======== SOURCE PASSAGE ========

# Merc 9.9 Pro-Kicker Trolling Setup



## Meerkat (Aug 10, 2008)

Well I finally got my Merc Pro-Kicker set up so for excellent slow speed throttle control (1.0 to 2.5 mph). I know from the research I have done that I was not the only one with this problem so I am going to describe the problem & then what I did to fix it.

*My Setup:*
I have a new Merc 9.9 Pro-Kicker (tiller) with a ControlKing throttle controller pushing a Starcraft Fishmaster 196. I have a 112 lb Terrova up front with a rudder installed. I use the kicker to push and the Terrova to steer so that I can set the Terrova at about 2 ½ and troll all day.

*The Problem:*
As originally set up on my boat, achieving any trolling speed between 1.0 mph & 2.0 mph was virtually impossible. At idle on the kicker and 2 ½ on the Terrova on a flat lake I would get about 1.0 mph. Touch the dial on the Controlking & I was doing 2.0 mph. Touch it again & I was doing 1.0 mph again. Same thing if I tried to adjust speed with the tiller handle control. Low speed throttle control was virtually impossible.

*Solution:*

Set the idle mixture:
So first thing I did was to set the idle mixture. These motors come with a brass plug covering the idle speed screw & you have to drill that out first. Here is a YouTube video on how to drill out the plug.

========

#### PROMPT 1
Answer these questions from the trolling setup post:
(a) Which boat does the Merc 9.9 Pro-Kicker push?
(b) What speed did the boat reach at idle on the kicker with the Terrova at 2 ½ on a flat lake?
(c) What covers the idle speed screw on these motors when they are new?

======== DATA LISTING ========

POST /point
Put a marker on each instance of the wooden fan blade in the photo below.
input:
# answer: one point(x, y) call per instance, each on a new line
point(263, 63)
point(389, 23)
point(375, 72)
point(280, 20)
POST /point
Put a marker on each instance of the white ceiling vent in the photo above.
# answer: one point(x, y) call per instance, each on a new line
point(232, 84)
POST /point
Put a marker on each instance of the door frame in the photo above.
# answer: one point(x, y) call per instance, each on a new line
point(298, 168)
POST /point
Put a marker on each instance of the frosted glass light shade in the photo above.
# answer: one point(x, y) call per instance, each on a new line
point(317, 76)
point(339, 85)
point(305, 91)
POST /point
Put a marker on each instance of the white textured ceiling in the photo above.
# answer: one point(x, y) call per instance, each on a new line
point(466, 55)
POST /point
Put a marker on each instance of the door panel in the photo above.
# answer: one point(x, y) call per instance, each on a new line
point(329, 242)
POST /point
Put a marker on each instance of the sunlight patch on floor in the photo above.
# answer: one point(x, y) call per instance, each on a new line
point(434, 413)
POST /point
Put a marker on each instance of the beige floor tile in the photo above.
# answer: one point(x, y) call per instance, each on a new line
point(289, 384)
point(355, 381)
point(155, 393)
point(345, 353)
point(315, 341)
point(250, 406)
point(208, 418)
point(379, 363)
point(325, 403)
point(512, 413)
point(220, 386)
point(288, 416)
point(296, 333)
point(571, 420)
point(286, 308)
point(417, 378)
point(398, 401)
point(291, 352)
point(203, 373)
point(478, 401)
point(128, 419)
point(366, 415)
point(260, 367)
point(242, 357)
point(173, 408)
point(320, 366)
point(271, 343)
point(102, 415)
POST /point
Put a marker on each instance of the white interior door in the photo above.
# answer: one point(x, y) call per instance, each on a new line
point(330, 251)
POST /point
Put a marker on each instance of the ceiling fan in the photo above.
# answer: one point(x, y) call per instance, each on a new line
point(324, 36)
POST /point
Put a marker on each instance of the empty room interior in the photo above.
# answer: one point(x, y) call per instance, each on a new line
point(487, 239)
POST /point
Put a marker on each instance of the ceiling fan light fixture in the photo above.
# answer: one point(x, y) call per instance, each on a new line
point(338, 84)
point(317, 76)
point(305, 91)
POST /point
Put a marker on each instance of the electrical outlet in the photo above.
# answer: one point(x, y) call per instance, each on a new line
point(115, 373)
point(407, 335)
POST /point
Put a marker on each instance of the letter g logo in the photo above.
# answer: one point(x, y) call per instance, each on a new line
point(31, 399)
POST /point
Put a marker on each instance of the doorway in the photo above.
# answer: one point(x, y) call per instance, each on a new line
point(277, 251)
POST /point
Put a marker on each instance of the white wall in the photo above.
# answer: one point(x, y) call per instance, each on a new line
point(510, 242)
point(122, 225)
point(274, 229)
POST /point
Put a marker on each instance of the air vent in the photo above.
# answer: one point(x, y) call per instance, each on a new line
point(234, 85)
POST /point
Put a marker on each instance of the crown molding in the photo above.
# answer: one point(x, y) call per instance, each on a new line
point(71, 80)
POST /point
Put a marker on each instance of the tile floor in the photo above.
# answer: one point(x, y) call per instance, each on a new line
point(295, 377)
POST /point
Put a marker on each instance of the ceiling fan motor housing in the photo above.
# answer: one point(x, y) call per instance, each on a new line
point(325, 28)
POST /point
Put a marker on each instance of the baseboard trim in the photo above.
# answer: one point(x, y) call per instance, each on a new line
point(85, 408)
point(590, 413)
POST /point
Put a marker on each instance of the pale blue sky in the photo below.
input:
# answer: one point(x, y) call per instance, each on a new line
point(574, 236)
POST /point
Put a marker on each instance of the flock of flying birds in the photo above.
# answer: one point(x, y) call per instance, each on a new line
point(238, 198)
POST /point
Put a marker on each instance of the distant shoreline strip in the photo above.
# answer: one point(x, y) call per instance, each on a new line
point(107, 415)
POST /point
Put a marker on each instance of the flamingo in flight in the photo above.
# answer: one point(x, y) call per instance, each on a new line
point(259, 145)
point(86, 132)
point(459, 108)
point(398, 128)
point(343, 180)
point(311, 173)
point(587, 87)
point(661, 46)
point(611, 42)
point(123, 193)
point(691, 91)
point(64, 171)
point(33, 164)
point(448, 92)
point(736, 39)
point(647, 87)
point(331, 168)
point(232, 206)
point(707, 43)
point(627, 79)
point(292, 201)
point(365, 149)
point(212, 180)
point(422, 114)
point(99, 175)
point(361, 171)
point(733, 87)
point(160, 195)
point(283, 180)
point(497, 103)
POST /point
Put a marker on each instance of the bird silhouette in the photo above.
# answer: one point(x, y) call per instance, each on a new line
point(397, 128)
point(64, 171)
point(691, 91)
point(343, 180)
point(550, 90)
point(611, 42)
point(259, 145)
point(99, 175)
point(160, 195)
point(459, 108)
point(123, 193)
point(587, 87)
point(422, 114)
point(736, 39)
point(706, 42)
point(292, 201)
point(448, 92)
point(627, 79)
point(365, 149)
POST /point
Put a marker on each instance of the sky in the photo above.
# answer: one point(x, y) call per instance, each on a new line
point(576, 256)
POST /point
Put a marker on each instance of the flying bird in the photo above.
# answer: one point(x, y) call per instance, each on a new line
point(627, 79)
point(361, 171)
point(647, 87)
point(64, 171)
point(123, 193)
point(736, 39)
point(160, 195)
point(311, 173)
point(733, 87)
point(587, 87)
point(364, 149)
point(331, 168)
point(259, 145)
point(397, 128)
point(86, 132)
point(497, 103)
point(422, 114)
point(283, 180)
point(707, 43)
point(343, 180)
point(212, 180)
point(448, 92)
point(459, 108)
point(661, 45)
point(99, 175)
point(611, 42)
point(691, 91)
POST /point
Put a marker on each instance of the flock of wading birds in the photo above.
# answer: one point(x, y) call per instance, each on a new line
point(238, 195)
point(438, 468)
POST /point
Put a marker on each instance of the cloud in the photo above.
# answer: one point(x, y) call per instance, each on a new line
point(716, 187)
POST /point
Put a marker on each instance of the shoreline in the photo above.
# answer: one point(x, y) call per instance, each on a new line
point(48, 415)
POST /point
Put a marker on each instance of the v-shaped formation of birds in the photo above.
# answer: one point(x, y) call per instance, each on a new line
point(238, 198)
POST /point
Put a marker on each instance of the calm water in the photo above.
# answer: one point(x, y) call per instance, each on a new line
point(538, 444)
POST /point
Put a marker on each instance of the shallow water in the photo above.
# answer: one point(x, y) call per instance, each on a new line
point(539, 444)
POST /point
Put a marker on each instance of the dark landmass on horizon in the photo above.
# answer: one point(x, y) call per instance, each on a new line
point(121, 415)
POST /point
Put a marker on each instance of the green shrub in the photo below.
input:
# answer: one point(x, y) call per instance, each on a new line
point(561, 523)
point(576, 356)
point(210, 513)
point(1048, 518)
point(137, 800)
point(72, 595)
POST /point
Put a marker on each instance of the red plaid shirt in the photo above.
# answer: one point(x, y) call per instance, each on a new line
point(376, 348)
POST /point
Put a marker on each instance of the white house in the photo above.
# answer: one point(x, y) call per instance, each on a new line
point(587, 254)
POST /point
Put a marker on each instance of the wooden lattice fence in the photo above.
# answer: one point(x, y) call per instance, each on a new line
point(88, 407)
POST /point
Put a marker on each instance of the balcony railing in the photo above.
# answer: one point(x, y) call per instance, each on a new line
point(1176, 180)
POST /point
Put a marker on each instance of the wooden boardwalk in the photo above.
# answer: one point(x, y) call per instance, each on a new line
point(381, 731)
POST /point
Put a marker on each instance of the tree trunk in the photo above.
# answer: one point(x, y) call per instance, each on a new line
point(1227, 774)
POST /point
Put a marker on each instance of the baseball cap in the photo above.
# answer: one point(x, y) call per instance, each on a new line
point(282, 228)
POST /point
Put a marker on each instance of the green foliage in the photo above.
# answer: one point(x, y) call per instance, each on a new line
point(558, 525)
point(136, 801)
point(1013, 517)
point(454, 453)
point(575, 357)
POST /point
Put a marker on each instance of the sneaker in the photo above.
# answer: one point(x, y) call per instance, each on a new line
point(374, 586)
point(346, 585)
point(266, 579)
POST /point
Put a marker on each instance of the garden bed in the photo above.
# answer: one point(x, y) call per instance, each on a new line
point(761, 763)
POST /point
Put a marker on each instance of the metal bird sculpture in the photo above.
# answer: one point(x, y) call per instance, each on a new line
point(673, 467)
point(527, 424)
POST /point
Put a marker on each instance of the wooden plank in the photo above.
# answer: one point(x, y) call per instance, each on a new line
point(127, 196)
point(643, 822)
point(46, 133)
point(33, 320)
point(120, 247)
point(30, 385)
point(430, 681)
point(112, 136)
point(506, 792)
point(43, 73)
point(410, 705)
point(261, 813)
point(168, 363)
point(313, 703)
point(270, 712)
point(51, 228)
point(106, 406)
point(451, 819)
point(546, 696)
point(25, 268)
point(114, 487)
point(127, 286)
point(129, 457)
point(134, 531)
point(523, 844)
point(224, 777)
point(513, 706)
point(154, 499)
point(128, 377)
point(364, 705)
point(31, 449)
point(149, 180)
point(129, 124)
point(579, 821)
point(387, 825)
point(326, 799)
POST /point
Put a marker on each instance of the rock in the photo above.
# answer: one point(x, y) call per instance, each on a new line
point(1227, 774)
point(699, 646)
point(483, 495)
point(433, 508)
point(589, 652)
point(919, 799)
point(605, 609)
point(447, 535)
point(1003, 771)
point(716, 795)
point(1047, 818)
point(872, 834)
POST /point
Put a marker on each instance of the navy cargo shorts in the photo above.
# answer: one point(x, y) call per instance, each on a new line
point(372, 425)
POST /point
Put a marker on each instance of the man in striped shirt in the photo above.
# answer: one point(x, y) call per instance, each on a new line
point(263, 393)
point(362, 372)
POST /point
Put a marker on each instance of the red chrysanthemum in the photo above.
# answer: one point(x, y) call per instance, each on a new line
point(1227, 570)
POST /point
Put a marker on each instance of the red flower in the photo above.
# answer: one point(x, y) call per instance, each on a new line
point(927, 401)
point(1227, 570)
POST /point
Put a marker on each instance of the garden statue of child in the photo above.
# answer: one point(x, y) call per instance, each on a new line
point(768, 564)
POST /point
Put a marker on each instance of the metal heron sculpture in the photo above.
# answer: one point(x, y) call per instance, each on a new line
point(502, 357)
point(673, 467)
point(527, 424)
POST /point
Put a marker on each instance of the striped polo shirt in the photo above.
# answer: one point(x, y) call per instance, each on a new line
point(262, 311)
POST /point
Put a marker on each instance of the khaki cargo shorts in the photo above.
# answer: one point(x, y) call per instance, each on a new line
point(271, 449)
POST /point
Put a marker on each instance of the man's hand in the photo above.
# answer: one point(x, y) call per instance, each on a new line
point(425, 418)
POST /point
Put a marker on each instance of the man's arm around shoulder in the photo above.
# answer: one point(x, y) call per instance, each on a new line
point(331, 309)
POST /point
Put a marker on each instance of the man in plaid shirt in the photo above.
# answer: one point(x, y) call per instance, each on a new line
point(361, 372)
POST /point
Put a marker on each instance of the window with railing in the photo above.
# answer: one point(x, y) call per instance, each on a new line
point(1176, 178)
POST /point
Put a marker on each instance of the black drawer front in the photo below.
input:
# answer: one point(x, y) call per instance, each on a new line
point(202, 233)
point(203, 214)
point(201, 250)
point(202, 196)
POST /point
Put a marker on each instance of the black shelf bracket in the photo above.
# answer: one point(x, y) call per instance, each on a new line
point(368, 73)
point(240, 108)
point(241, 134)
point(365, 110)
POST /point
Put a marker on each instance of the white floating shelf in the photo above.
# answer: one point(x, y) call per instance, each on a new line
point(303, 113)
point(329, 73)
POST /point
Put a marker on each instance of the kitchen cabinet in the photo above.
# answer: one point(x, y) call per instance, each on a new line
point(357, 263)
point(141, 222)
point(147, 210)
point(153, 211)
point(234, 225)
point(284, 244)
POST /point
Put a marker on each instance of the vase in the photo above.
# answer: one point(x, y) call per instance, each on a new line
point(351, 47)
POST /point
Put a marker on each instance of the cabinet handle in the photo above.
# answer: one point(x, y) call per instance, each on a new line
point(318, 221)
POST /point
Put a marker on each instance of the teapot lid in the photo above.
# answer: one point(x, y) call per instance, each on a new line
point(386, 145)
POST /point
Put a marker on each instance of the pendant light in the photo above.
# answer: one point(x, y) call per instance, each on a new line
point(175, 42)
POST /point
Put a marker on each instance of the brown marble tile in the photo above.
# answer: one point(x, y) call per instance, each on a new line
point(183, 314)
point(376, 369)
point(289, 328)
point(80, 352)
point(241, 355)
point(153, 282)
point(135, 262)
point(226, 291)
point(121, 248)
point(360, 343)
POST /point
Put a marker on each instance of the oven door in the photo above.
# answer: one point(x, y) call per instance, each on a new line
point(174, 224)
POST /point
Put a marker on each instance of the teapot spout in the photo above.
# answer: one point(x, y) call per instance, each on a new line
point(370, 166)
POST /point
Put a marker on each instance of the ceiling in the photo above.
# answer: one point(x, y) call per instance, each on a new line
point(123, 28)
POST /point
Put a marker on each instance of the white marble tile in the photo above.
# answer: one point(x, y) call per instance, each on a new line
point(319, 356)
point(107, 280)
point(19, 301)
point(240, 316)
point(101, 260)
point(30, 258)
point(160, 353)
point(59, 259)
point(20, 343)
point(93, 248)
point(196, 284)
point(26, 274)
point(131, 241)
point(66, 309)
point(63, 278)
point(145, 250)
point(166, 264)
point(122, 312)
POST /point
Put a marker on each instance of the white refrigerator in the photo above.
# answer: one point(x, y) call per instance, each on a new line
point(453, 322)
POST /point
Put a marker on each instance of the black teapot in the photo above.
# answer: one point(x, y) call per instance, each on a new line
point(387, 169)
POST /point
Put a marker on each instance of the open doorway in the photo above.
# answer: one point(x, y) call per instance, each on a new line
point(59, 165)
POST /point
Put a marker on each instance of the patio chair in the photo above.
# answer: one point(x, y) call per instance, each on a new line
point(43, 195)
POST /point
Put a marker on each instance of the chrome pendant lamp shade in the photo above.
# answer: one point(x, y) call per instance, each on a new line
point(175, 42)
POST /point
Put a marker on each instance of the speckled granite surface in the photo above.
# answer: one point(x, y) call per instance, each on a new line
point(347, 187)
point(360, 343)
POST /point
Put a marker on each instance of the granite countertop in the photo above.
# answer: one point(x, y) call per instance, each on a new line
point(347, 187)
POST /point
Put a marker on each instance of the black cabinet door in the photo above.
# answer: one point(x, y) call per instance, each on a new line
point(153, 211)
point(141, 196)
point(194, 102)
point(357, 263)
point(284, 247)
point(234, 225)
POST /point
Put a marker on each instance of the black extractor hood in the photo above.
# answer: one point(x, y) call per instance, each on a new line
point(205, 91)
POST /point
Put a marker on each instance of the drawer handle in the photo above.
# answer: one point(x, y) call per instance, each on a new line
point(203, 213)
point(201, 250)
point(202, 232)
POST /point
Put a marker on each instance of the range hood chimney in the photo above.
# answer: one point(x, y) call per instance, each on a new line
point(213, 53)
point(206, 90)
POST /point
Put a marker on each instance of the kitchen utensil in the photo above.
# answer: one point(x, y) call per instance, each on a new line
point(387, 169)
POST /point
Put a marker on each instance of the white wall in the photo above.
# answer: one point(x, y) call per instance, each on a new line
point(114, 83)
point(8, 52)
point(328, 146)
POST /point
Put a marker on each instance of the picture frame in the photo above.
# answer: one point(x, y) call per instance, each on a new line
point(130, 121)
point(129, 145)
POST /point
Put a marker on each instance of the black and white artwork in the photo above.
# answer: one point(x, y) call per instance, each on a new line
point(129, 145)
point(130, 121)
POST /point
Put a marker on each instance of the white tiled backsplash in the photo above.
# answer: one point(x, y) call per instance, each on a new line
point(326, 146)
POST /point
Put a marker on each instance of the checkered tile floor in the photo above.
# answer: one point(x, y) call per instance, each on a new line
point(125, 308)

========

#### PROMPT 2
Rewrite the listing starting at its first line and ending at the line containing "point(329, 242)", switching "marker" to "pin" and leaving everything else unchanged.

#### EXERCISE ANSWER 1
(a) A Starcraft Fishmaster 196.
(b) About 1.0 mph.
(c) A brass plug, which has to be drilled out first.

#### EXERCISE ANSWER 2
POST /point
Put a pin on each instance of the wooden fan blade in the photo below.
input:
# answer: one point(x, y) call per instance, each on a new line
point(263, 63)
point(389, 23)
point(375, 72)
point(280, 20)
POST /point
Put a pin on each instance of the white ceiling vent in the photo above.
# answer: one point(x, y) call per instance, each on a new line
point(232, 84)
POST /point
Put a pin on each instance of the door frame in the photo above.
# answer: one point(x, y) call per instance, each on a new line
point(298, 168)
POST /point
Put a pin on each instance of the frosted glass light shade in the photo above.
# answer: one point(x, y) call per instance, each on a new line
point(317, 76)
point(339, 85)
point(305, 91)
POST /point
Put a pin on each instance of the white textured ceiling in the photo above.
# answer: one point(x, y) call per instance, each on a new line
point(466, 55)
POST /point
Put a pin on each instance of the door panel in the photo above.
# answer: one point(x, y) call per instance, each on a new line
point(329, 242)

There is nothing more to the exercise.